((

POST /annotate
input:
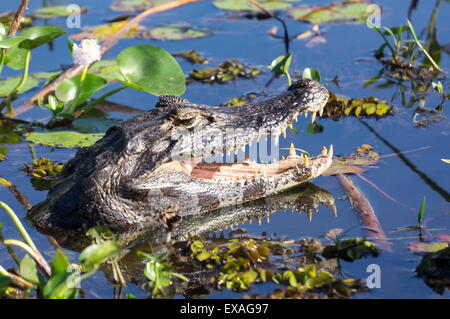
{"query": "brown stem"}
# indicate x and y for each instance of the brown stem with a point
(106, 47)
(265, 10)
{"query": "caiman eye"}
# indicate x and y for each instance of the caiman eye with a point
(184, 116)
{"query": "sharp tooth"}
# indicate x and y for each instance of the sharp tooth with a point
(330, 152)
(276, 139)
(292, 150)
(324, 151)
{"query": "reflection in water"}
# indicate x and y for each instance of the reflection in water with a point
(304, 198)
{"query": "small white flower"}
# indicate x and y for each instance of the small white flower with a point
(86, 53)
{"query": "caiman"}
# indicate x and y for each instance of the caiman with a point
(155, 166)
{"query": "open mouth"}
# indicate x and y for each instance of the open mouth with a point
(247, 169)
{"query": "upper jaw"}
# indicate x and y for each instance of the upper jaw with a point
(221, 130)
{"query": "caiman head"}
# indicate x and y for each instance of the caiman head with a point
(157, 165)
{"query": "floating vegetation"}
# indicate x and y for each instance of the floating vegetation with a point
(339, 107)
(45, 173)
(52, 12)
(227, 71)
(64, 138)
(105, 31)
(192, 56)
(6, 18)
(136, 5)
(43, 168)
(247, 261)
(353, 163)
(345, 11)
(238, 5)
(241, 100)
(9, 84)
(351, 249)
(177, 32)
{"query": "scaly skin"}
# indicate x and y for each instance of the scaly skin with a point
(147, 168)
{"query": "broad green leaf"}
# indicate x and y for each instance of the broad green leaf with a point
(65, 139)
(6, 86)
(336, 12)
(59, 286)
(246, 6)
(424, 247)
(94, 255)
(15, 58)
(9, 42)
(29, 270)
(151, 69)
(311, 73)
(136, 5)
(107, 69)
(177, 32)
(67, 90)
(60, 263)
(53, 12)
(37, 36)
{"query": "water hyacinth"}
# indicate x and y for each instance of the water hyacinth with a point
(86, 53)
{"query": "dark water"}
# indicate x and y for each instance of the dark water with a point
(348, 53)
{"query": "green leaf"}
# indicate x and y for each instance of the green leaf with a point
(151, 69)
(311, 73)
(66, 138)
(59, 287)
(53, 12)
(67, 90)
(10, 42)
(37, 36)
(280, 66)
(340, 11)
(177, 32)
(246, 6)
(29, 270)
(2, 30)
(60, 263)
(94, 255)
(15, 58)
(5, 282)
(6, 86)
(136, 5)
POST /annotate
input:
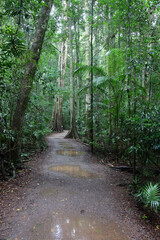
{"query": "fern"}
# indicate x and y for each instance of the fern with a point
(150, 196)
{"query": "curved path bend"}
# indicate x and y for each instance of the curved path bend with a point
(73, 197)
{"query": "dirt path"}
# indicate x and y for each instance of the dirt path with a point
(71, 196)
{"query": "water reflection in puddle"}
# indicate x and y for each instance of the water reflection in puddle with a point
(49, 191)
(74, 171)
(71, 153)
(58, 227)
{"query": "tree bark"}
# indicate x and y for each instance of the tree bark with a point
(72, 132)
(27, 80)
(58, 101)
(87, 63)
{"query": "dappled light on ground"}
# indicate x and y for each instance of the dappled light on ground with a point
(74, 171)
(62, 227)
(71, 153)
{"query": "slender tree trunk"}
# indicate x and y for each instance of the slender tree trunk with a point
(129, 62)
(58, 101)
(91, 117)
(87, 62)
(72, 132)
(27, 81)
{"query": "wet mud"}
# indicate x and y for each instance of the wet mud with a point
(62, 227)
(71, 153)
(74, 171)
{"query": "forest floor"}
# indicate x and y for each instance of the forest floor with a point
(65, 194)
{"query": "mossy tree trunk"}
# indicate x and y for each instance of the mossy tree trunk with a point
(27, 80)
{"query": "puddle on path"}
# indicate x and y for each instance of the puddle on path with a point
(71, 153)
(74, 171)
(58, 227)
(49, 191)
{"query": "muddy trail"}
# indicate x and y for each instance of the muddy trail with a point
(72, 196)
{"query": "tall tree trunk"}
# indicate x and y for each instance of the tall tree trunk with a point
(72, 132)
(58, 100)
(27, 80)
(87, 63)
(91, 117)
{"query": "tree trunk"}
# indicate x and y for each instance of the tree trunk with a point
(27, 80)
(58, 101)
(72, 132)
(87, 63)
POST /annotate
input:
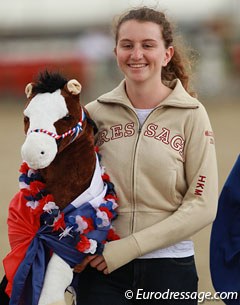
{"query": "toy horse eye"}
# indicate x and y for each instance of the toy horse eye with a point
(67, 117)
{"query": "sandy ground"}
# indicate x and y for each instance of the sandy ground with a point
(224, 115)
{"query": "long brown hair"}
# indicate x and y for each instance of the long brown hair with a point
(180, 64)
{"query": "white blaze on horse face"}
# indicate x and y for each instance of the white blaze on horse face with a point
(40, 149)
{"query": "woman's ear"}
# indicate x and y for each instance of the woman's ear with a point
(168, 55)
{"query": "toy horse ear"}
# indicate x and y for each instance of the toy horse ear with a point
(74, 87)
(28, 90)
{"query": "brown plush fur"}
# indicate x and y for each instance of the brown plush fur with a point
(71, 171)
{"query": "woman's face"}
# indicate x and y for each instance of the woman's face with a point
(141, 52)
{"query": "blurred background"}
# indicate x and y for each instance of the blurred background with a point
(74, 37)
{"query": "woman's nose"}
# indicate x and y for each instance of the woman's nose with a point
(137, 53)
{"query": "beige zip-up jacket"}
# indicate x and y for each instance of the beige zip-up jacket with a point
(165, 172)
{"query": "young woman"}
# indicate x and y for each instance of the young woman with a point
(157, 144)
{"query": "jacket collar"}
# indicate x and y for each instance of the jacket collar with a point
(178, 98)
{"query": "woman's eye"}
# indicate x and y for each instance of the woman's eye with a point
(147, 46)
(127, 46)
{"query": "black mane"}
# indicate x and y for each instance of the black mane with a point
(48, 82)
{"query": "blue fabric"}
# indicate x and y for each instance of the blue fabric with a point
(29, 277)
(225, 237)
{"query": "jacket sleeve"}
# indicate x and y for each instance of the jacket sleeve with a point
(199, 205)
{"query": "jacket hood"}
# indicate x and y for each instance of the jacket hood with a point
(177, 98)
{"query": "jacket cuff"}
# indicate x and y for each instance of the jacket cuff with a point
(119, 252)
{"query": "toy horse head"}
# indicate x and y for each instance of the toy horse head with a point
(53, 118)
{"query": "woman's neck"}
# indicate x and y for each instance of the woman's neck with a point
(146, 96)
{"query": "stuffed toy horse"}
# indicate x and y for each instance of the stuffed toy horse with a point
(66, 202)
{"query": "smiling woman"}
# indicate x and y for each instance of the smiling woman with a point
(154, 138)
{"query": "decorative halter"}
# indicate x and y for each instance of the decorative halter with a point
(72, 132)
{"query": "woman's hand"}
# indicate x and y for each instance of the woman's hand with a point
(95, 261)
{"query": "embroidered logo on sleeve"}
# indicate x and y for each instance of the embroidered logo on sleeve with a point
(200, 185)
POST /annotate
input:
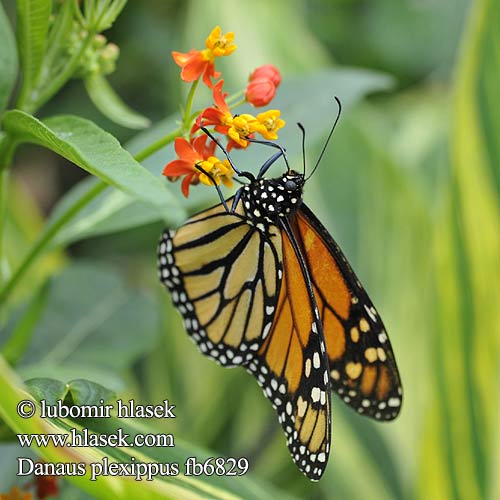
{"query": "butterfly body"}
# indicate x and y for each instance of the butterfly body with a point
(264, 286)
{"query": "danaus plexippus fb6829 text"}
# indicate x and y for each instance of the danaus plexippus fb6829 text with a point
(261, 284)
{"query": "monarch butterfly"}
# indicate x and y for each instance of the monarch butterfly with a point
(261, 284)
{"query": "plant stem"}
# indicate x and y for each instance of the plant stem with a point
(189, 104)
(55, 85)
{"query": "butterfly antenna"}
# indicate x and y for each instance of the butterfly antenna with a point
(329, 137)
(303, 130)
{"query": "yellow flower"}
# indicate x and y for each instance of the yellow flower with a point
(218, 44)
(218, 170)
(269, 123)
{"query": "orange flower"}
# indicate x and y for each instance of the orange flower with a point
(201, 62)
(241, 127)
(16, 494)
(190, 154)
(262, 85)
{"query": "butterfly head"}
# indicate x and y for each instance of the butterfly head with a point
(270, 199)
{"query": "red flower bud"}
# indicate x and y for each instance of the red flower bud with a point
(267, 71)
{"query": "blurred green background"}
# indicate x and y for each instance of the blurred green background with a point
(409, 187)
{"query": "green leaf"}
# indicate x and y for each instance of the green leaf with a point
(32, 28)
(300, 99)
(8, 60)
(107, 101)
(21, 334)
(103, 318)
(76, 392)
(97, 152)
(46, 388)
(469, 252)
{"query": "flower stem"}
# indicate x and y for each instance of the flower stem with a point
(71, 212)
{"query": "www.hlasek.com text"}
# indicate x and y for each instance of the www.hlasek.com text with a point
(139, 471)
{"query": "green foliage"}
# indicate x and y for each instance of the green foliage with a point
(8, 60)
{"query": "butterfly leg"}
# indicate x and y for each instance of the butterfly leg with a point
(268, 164)
(236, 200)
(273, 158)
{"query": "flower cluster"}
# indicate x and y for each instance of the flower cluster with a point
(196, 160)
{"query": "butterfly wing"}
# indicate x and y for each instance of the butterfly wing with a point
(362, 365)
(292, 368)
(223, 277)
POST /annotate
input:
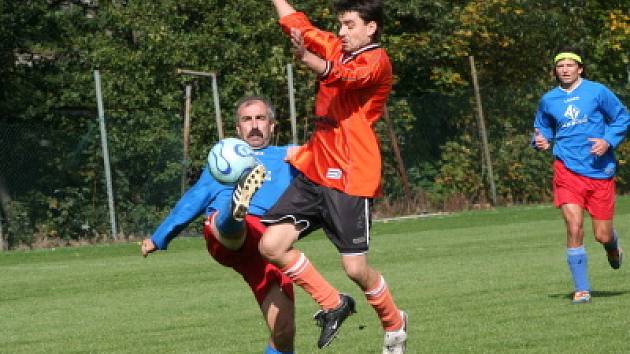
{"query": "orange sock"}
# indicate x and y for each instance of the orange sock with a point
(381, 300)
(302, 272)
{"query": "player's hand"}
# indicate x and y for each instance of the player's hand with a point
(600, 146)
(147, 247)
(541, 142)
(298, 43)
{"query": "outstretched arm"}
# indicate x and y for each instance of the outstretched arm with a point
(310, 59)
(283, 8)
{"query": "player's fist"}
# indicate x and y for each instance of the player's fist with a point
(147, 247)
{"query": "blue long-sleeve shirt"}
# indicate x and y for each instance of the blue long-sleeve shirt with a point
(207, 195)
(570, 118)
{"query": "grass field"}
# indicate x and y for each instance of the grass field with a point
(486, 281)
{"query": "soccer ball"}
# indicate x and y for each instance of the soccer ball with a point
(229, 159)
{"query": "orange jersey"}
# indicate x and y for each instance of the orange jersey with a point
(343, 153)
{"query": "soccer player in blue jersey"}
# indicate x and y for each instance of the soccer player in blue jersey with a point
(231, 237)
(584, 122)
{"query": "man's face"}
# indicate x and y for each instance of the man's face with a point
(253, 125)
(354, 32)
(568, 72)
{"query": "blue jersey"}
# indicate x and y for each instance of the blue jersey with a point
(569, 118)
(207, 195)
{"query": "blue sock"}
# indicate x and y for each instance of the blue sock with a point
(612, 244)
(270, 350)
(225, 221)
(578, 264)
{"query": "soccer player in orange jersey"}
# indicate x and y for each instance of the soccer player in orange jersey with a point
(340, 165)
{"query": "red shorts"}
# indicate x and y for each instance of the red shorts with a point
(247, 261)
(597, 196)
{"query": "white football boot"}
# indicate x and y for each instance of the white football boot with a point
(245, 189)
(395, 341)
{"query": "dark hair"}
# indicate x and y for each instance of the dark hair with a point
(574, 50)
(247, 100)
(368, 10)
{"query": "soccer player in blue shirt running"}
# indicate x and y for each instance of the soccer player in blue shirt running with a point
(231, 237)
(585, 122)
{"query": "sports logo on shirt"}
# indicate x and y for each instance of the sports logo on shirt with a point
(333, 173)
(573, 114)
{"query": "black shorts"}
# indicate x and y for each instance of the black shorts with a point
(345, 219)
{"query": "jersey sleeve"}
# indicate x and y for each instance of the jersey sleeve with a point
(618, 117)
(371, 70)
(191, 205)
(315, 40)
(544, 123)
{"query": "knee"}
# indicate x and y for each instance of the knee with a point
(268, 249)
(283, 335)
(574, 229)
(602, 237)
(356, 272)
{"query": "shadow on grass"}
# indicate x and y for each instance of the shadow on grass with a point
(594, 293)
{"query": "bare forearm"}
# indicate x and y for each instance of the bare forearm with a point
(283, 8)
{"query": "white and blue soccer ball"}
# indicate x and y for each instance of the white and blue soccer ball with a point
(229, 159)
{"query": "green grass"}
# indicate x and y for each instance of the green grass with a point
(485, 281)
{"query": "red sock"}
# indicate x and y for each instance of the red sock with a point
(302, 272)
(381, 300)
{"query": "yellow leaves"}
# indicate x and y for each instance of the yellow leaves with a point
(619, 21)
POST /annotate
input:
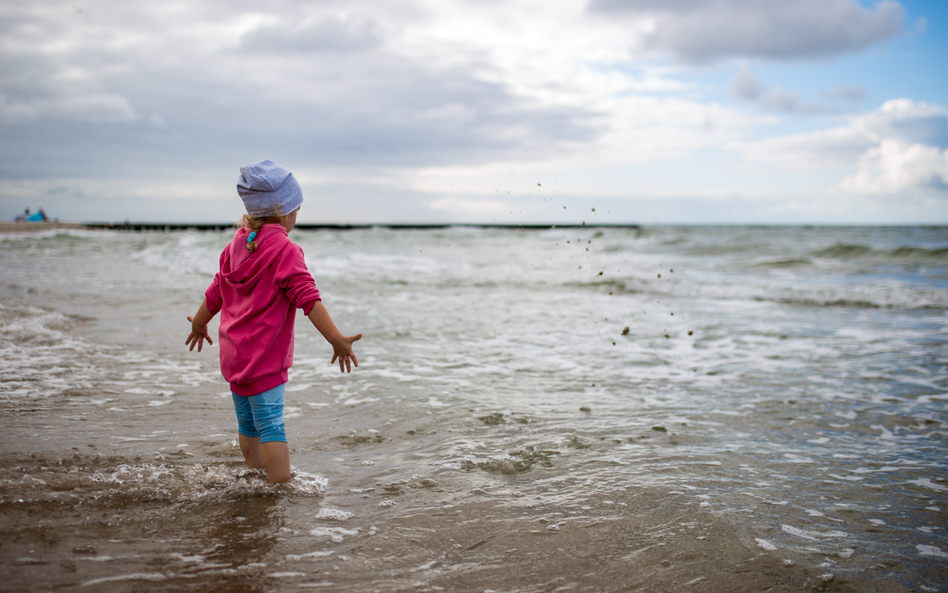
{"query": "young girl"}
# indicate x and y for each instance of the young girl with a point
(262, 281)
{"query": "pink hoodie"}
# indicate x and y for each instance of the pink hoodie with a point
(258, 294)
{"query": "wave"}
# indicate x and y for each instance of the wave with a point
(903, 253)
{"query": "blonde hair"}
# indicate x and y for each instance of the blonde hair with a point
(255, 222)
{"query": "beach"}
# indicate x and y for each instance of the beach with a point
(601, 409)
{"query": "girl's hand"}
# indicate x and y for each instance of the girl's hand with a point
(342, 349)
(198, 335)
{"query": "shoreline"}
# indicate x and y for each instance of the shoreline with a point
(36, 227)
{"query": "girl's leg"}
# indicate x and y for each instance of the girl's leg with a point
(250, 447)
(267, 410)
(276, 458)
(248, 437)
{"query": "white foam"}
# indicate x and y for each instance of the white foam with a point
(931, 551)
(811, 535)
(334, 514)
(137, 576)
(927, 483)
(336, 534)
(310, 556)
(765, 545)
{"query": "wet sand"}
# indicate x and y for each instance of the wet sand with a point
(93, 517)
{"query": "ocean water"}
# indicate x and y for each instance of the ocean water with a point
(653, 409)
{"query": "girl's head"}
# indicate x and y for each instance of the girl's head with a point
(270, 194)
(255, 222)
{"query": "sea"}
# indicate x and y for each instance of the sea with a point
(569, 408)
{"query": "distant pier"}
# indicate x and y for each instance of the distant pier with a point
(218, 227)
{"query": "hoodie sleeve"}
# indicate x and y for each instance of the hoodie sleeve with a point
(213, 293)
(293, 276)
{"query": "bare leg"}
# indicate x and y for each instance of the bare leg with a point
(276, 460)
(250, 447)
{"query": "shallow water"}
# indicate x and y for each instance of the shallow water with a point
(774, 416)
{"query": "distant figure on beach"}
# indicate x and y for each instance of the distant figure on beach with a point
(262, 280)
(40, 216)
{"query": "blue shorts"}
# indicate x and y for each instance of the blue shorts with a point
(261, 415)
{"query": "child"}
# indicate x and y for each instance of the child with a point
(262, 280)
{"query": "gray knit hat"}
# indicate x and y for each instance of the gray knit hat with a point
(266, 186)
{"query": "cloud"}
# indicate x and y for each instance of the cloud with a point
(745, 86)
(701, 31)
(900, 148)
(453, 205)
(895, 167)
(330, 34)
(236, 82)
(844, 92)
(94, 107)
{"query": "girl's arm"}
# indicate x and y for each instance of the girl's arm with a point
(199, 327)
(341, 345)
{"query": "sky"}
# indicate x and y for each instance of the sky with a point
(510, 112)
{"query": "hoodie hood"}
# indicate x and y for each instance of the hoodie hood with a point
(242, 269)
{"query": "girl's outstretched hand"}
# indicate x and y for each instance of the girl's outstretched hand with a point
(342, 349)
(197, 336)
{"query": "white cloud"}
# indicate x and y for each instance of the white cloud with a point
(95, 108)
(745, 86)
(479, 207)
(704, 30)
(900, 148)
(896, 167)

))

YOUR OBJECTIVE:
Count the lines in the items above that contain the word "sock", with case counting. Reply with the number alone.

EXPECTED ANSWER:
6